* Texto citado *
╔══
Holgadamente sensual para ser popular y suficientemente compleja para desbordar los macizos terraplenes del entretenimiento, la obra de Piazzolla goza de todos los derechos entre los clásicos del siglo XX. Mezcla intrigante de audacia y candor, gozo y melancolía, oralidad y escritura, la música del bandoneonista todavía es capaz de parecerse al mundo que la circunda. Con esa chapa transita el siglo XXI y así circula desde hace décadas por salas de concierto, festivales de jazz, clubes nocturnos y escenarios de las más variadas layas, sin dejar de ser, por sobre todas las cosas, emblema sonoro de esa ciudad, Buenos Aires, la que antes supo engendrar al tango.

Tango que mal hiciste
Hacia fines de la década del ‘40, la parábola del tango comenzaba a descender. El género fundamentalmente bailable había dado lo mejor de sí y al mercado local del entretenimiento empezaban a penetrar propuestas de otras formas de danza y de músicas internacionales. Pero el bajón tiene que ver también por cierto estancamiento de las que en su momento habían sido sus fórmulas más exitosas del tango. En los ’50 ya existía la vacuna BCG, pero las milonguitas seguían tosiendo en las letras de tangos muy parecidos unos a otros, amparados en un conservadurismo estético que en su anacronismo, al final de cuentas expresaba una moral pacata.

Piazzolla, que había pasado por la de Aníbal Troilo, gozaba de consideración como arreglador en las orquestas de primera línea –un poco raro, pero interesante–. Incluso había tenido su propia orquesta en 1946, con la que si bien no tuvo éxito comercial hizo cosas como “Villeguita”, dedicado a su amigo Enrique “Mono” Villegas.
╚══
* Lo que se pide *
Continúa el texto sobre Piazzolla y el tango a partir de su última oración.

* Registros proporcionados *
╔══
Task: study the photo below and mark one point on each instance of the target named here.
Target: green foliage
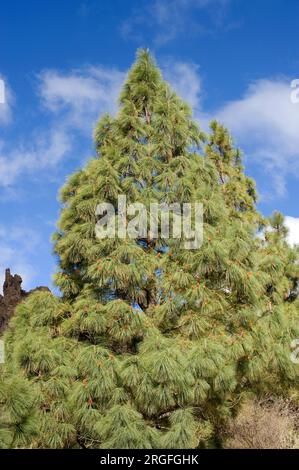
(152, 345)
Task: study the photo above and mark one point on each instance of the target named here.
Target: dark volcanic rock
(12, 295)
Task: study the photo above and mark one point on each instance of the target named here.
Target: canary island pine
(152, 345)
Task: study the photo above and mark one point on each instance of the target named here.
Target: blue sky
(63, 62)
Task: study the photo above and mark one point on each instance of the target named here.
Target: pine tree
(152, 345)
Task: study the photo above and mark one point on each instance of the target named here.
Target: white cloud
(293, 225)
(74, 102)
(185, 79)
(6, 101)
(267, 123)
(264, 122)
(81, 95)
(174, 17)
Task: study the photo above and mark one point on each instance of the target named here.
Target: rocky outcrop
(13, 294)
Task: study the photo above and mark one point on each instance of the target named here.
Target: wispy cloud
(293, 225)
(264, 122)
(71, 102)
(6, 101)
(166, 19)
(267, 123)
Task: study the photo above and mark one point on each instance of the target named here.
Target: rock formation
(12, 295)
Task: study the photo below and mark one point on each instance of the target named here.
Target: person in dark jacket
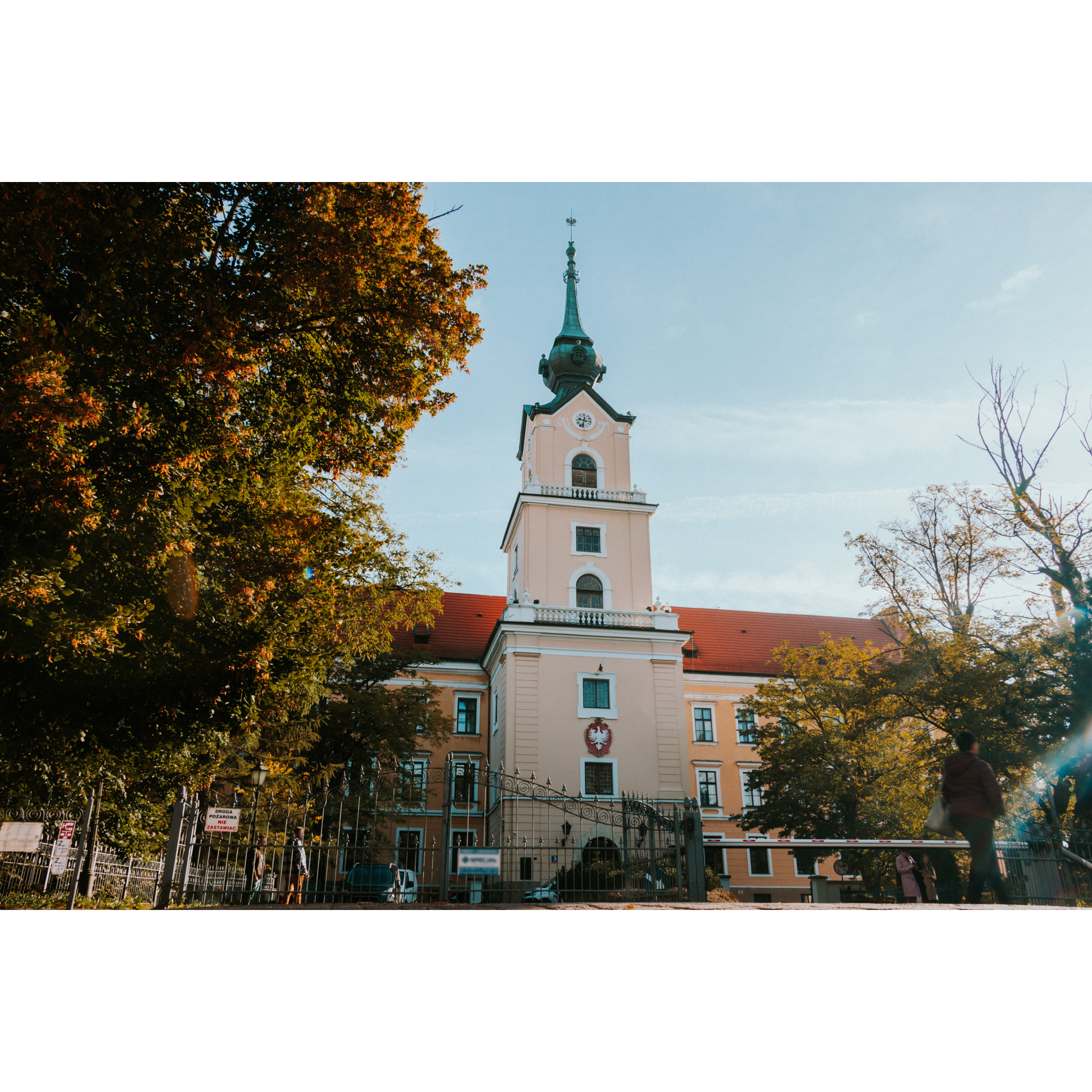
(974, 802)
(255, 866)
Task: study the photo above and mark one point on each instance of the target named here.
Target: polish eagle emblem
(598, 737)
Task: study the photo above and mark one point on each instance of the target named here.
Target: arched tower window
(585, 473)
(590, 592)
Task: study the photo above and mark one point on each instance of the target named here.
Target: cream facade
(577, 639)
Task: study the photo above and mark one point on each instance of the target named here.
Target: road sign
(474, 862)
(58, 860)
(20, 837)
(225, 820)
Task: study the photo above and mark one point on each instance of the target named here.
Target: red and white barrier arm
(852, 843)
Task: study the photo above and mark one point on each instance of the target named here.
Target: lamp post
(258, 776)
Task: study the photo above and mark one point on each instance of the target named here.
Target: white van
(382, 884)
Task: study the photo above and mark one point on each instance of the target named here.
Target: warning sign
(58, 860)
(225, 820)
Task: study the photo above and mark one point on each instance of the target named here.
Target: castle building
(576, 673)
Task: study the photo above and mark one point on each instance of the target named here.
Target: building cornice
(610, 506)
(601, 635)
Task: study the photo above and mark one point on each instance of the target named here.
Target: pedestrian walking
(256, 868)
(905, 865)
(928, 873)
(296, 867)
(974, 801)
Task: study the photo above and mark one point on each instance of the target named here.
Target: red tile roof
(462, 630)
(731, 642)
(742, 642)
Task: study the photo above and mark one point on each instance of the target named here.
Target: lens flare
(183, 586)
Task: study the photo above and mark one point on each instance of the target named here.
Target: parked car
(382, 883)
(547, 894)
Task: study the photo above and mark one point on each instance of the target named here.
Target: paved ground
(795, 908)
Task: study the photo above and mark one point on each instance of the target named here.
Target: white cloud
(803, 588)
(769, 506)
(1011, 289)
(833, 434)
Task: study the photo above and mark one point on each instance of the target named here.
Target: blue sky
(796, 356)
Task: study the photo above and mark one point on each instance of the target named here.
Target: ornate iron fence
(396, 839)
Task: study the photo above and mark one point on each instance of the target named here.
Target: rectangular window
(805, 863)
(415, 780)
(752, 789)
(714, 860)
(599, 779)
(745, 726)
(460, 839)
(702, 725)
(466, 717)
(588, 540)
(410, 850)
(759, 861)
(465, 782)
(597, 694)
(707, 789)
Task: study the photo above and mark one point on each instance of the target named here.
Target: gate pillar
(695, 851)
(449, 792)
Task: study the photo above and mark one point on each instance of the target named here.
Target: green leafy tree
(200, 382)
(837, 758)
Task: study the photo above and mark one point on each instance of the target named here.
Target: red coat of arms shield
(598, 738)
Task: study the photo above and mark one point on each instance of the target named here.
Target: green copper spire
(572, 328)
(573, 362)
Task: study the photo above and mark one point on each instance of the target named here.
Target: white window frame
(719, 806)
(796, 867)
(769, 860)
(477, 695)
(424, 763)
(470, 806)
(735, 715)
(601, 468)
(743, 784)
(421, 846)
(602, 552)
(712, 720)
(607, 714)
(723, 871)
(591, 758)
(585, 570)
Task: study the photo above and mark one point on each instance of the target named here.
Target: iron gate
(396, 838)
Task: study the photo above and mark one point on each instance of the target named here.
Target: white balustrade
(592, 617)
(578, 493)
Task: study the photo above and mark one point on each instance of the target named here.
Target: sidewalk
(796, 908)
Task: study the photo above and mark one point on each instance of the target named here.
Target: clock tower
(586, 669)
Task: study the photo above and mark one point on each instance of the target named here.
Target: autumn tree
(199, 384)
(1051, 537)
(838, 760)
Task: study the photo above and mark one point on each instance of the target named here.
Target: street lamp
(258, 776)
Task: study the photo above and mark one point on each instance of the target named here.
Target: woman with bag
(904, 863)
(928, 874)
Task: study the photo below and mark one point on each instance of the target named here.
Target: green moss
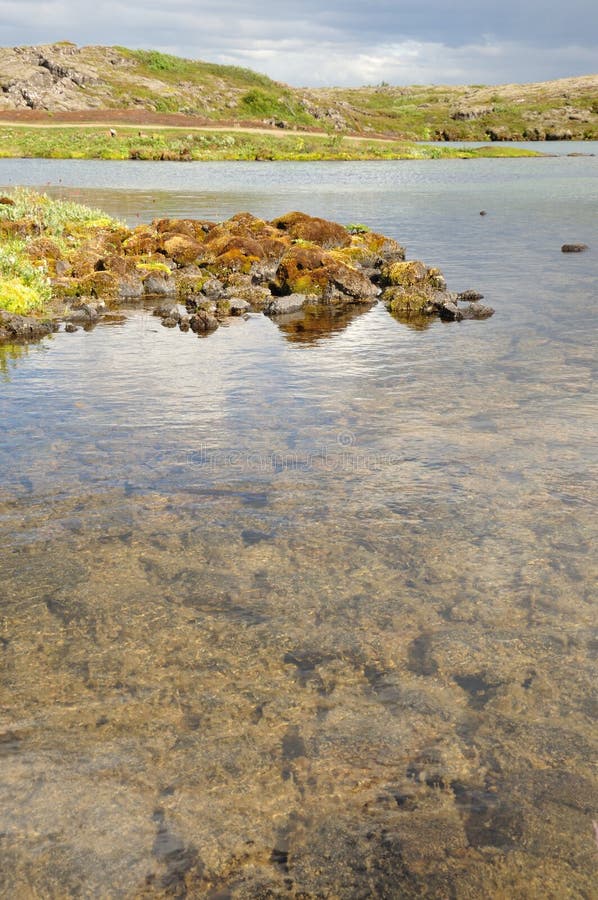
(152, 267)
(20, 298)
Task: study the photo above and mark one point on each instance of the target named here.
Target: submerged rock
(279, 306)
(203, 322)
(294, 263)
(574, 248)
(15, 327)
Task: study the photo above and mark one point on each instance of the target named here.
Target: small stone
(477, 311)
(449, 312)
(167, 311)
(280, 305)
(574, 248)
(238, 307)
(202, 322)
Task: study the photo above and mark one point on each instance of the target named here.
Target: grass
(95, 142)
(25, 287)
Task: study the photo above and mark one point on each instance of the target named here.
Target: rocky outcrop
(23, 328)
(198, 274)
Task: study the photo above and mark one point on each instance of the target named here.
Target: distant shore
(112, 140)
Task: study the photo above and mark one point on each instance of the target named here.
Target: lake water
(310, 613)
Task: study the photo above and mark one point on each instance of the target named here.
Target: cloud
(344, 43)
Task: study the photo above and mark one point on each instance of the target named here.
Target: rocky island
(63, 265)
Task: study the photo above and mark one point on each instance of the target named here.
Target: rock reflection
(318, 323)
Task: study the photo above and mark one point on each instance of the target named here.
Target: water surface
(308, 611)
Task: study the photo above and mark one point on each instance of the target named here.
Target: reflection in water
(311, 619)
(415, 321)
(9, 355)
(310, 326)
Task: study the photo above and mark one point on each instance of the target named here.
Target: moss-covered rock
(310, 270)
(143, 241)
(300, 226)
(416, 298)
(182, 249)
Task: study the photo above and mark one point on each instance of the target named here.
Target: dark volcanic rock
(574, 248)
(281, 305)
(470, 296)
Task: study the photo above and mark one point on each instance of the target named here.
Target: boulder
(15, 327)
(130, 287)
(182, 249)
(470, 296)
(202, 322)
(279, 306)
(476, 311)
(237, 307)
(404, 274)
(310, 270)
(300, 226)
(159, 284)
(167, 311)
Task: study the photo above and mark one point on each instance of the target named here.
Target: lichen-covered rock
(414, 299)
(203, 322)
(143, 241)
(280, 306)
(310, 270)
(167, 311)
(237, 306)
(105, 285)
(44, 249)
(404, 274)
(160, 284)
(14, 327)
(192, 228)
(476, 311)
(300, 226)
(182, 249)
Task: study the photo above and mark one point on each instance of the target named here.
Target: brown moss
(143, 241)
(182, 249)
(64, 288)
(43, 249)
(120, 265)
(246, 246)
(19, 228)
(404, 273)
(310, 228)
(192, 228)
(310, 270)
(103, 285)
(409, 299)
(84, 261)
(379, 244)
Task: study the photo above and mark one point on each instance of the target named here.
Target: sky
(334, 42)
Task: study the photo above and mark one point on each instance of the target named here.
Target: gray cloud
(343, 43)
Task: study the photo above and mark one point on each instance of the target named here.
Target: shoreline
(63, 265)
(166, 143)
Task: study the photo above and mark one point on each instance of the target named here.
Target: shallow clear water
(310, 612)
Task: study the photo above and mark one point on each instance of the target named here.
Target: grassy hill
(61, 80)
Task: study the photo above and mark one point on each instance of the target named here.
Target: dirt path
(117, 122)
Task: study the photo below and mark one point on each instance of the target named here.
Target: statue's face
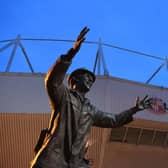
(84, 82)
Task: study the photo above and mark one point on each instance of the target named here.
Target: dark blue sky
(137, 25)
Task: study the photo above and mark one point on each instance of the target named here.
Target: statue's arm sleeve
(110, 120)
(55, 77)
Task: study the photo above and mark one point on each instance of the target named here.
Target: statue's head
(81, 79)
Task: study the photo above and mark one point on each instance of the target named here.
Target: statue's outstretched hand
(144, 103)
(80, 39)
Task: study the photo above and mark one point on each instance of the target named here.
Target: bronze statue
(73, 115)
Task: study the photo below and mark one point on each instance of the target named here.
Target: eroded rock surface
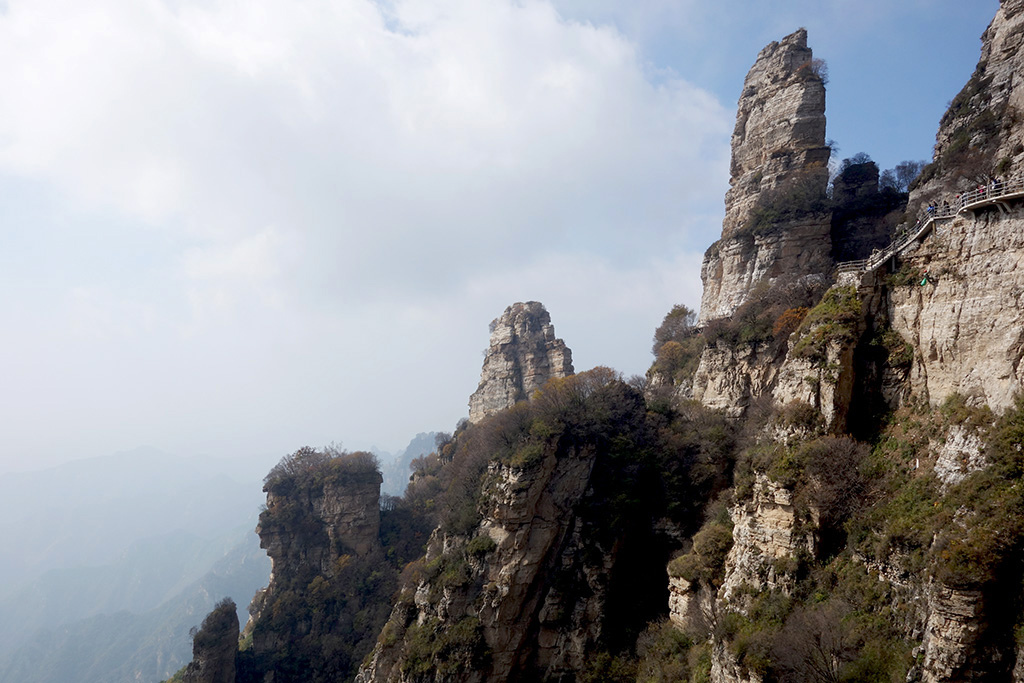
(779, 165)
(523, 354)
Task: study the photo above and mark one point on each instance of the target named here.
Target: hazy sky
(233, 227)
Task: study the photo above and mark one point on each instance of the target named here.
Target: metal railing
(992, 194)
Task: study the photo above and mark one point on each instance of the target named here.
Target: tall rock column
(776, 218)
(523, 354)
(967, 322)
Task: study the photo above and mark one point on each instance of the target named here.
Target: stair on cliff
(996, 195)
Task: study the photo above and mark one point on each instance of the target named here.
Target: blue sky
(232, 228)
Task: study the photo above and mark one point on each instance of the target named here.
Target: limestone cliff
(522, 355)
(776, 223)
(215, 647)
(330, 581)
(968, 323)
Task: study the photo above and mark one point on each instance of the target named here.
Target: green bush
(480, 546)
(835, 319)
(706, 561)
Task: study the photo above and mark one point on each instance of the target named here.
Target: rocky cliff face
(215, 647)
(523, 354)
(967, 324)
(330, 581)
(778, 156)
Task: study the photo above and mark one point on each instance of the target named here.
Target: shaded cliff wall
(523, 354)
(579, 497)
(967, 324)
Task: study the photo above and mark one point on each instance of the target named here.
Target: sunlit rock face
(773, 228)
(523, 354)
(967, 324)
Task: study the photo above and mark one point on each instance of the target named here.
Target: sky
(235, 228)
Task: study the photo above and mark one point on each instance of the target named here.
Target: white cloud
(333, 200)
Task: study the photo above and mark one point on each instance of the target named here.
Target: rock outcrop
(967, 324)
(523, 354)
(215, 647)
(509, 605)
(776, 222)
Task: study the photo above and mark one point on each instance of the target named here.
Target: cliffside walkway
(996, 195)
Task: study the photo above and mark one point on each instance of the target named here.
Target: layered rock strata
(523, 354)
(775, 223)
(967, 322)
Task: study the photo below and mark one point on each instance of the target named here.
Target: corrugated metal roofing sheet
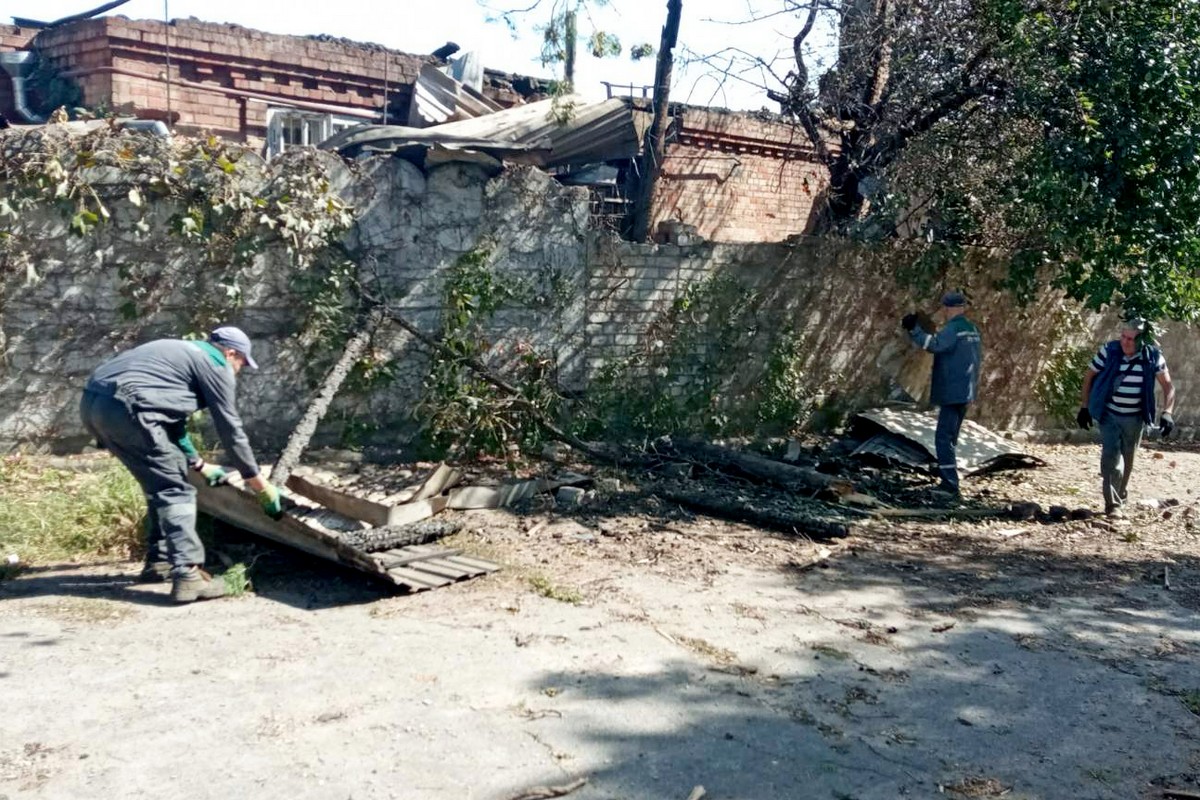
(907, 438)
(591, 132)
╚══
* Respuesta *
Curioso, vehemente, estudioso y provocador –en ese orden–, Piazzolla arremetió sobre el núcleo expresivo del tango, delimitando con lucidez las zonas útiles y el descarte, las luces y las sombras de un género con el que construirá una relación de amor-odio. Sobre la estrategia de entrar y salir continuamente del universo tanguero y sus circunstancias, Piazzolla logró hacer del tango un fondo sobre el que su música, expuesta siempre a partir de la palabra “Nuevo”, contrastaba. Aunque abierta y enriquecida con novedades del jazz, rasgos sonoros de Bartok y Stravinsky y antigüedades de Bach, no dejaba de medirse con el tango y su tradición. Ese submundo al que Piazzolla le marcaba los límites de su conservadurismo.

Haciendo un tango fuera del tango, Piazzolla logró elaborar una voz propia, original e inconfundible. Un estilo que terminaba de definirse más allá de la escritura, en la ejecución, en la forma de tocar. La suya y la de los músicos que elegía cuidadosamente. Además de escribir para el virtuosismo del solista, el compositor habilitaba una importante dosis de repentismo en la ejecución, en los fraseos, las respiraciones, en el juego con el tiempo y otros yeites que venían de la tradición ejecutiva del tango, y que Piazzolla sulfuraba como una forma de mantener la frescura, la tensión de lo imprevisto. Más allá de lo atractivo de sus influencias, lo elaborado de sus esquemas compositivos, había, sobre todo, una manera de interpretarlos. Ahí se completaba su música y ahí recuperaba el tango.

Aquí y allá
Astor Pantaleón Piazzolla nació el 11 de marzo de 1921 en Mar del Plata; fue el único hijo de Vicente Piazzolla y Asunta Manetti. De ahí en más, un relato sobre su vida podría comenzar en cualquier punto, porque más allá del orden cronológico, los hitos de su existencia convergen de manera vertiginosa y coherente en un mismo punto: una idea superadora de música.

Su infancia en Nueva York, las lecciones de bandoneón en las que estudiaba Schumann y Bach, el encuentro con Carlos Gardel –que le dijo que tocaba el fueye “como un gallego”–, el regreso a Mar del Plata en la adolescencia, la revelación del sexteto de Elvino Vardaro través de la radio, la partida a Buenos Aires a los 18 años, la orquesta de Troilo, el “concierto” para piano que le mostró a Arthur Rubinstein, la recomendación para estudiar con Alberto Ginastera, la Sinfonía con dos bandoneones que le valió la beca para estudiar en París con Nadia Boulanger. Estos son algunos de los hitos preparatorios de quien a esta altura parecía un infiel del tango.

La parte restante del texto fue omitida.